Goal of the exercise → Please retype the passage below on obesity and Hong Kong's elderly taekwondo black belts, starting with "The seven women" and going on through "told the UN.".
[Text section Boundary: Start]
What a tonic that hardy band of Hong Kong women who have become black belts in taekwondo in the autumn of their lives should be to us all. But their achievement should also serve as a warning.

The seven women aged 63 to 74 mastered the Korean martial art in the city's first lessons for the elderly. The news comes in the wake of stark words from Hong Kong health chief turned World Health Organisation head Dr Margaret Chan Fung Fu-chun, that the global problem of obesity - fuelled by fast food and a sedentary lifestyle - has reached crisis levels.

Indeed it has. Only those who do not want to see can have failed to notice the steady rise in tubbiness among our children and the ever-increasing push by marketers to get us to eat more, drink more and spend more. Frugality has become a dirty word in a globalised world where consumption - for those who can afford it - is king.

Worldwide obesity has more than doubled since 1980, the WHO says. More than 40 million pre-school children and over half the urban dwellers in some countries are obese or overweight, Chan recently told the UN.

Hong Kong is no exception. City health chiefs say 39 per cent of people in general, and 48 per cent when it comes to men, are overweight. A worrying 15 per cent of hospital admissions are obesity-linked.
[Text section Boundary: End]
[Supplied data Boundary: Start]
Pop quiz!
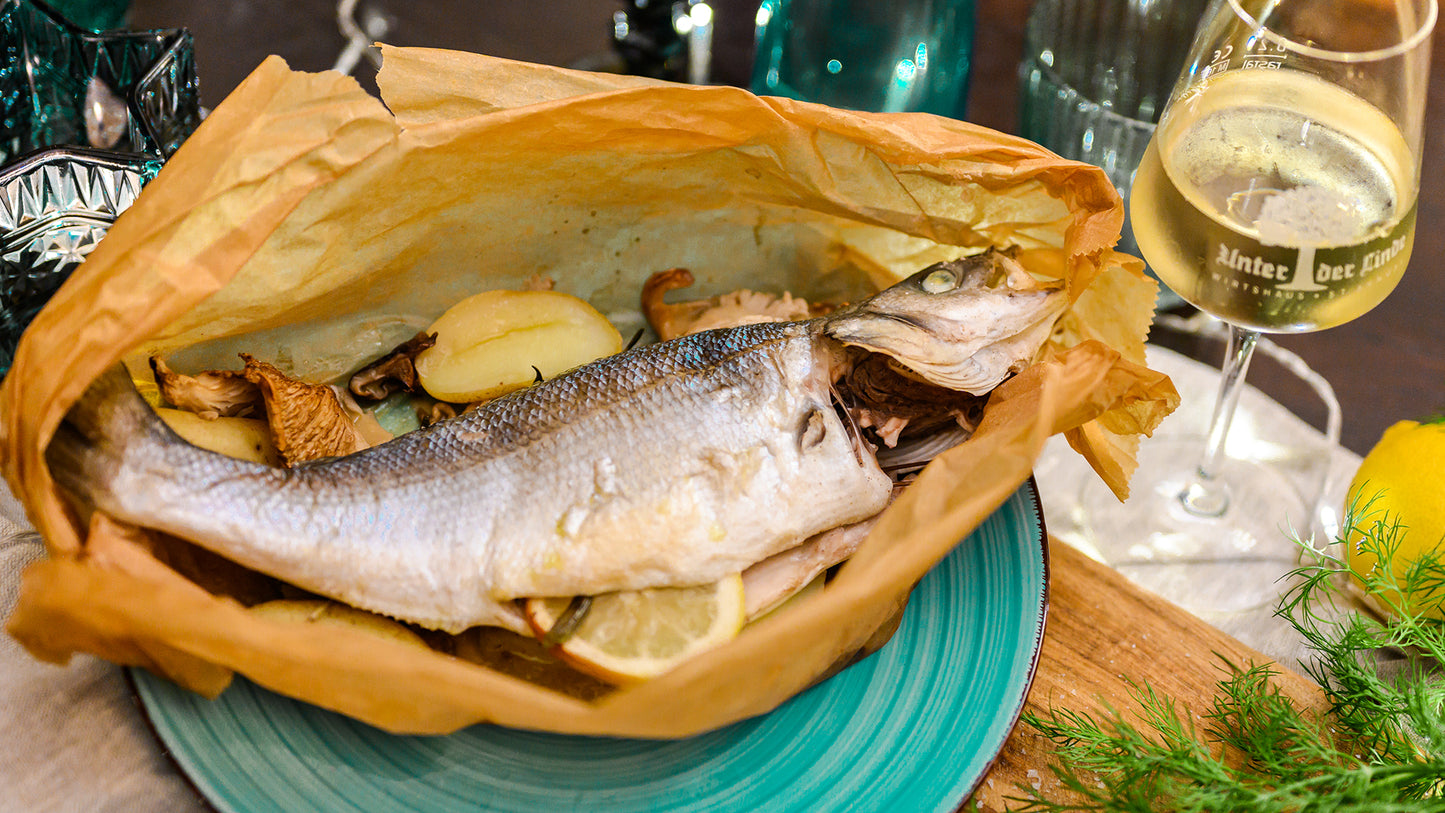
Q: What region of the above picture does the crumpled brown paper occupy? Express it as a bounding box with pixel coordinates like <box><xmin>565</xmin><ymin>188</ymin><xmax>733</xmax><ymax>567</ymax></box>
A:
<box><xmin>0</xmin><ymin>48</ymin><xmax>1178</xmax><ymax>736</ymax></box>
[Supplied data Boundary: End]
Exercise result →
The seven women aged 63 to 74 mastered the Korean martial art in the city's first lessons for the elderly. The news comes in the wake of stark words from Hong Kong health chief turned World Health Organisation head Dr Margaret Chan Fung Fu-chun, that the global problem of obesity - fuelled by fast food and a sedentary lifestyle - has reached crisis levels.

Indeed it has. Only those who do not want to see can have failed to notice the steady rise in tubbiness among our children and the ever-increasing push by marketers to get us to eat more, drink more and spend more. Frugality has become a dirty word in a globalised world where consumption - for those who can afford it - is king.

Worldwide obesity has more than doubled since 1980, the WHO says. More than 40 million pre-school children and over half the urban dwellers in some countries are obese or overweight, Chan recently told the UN.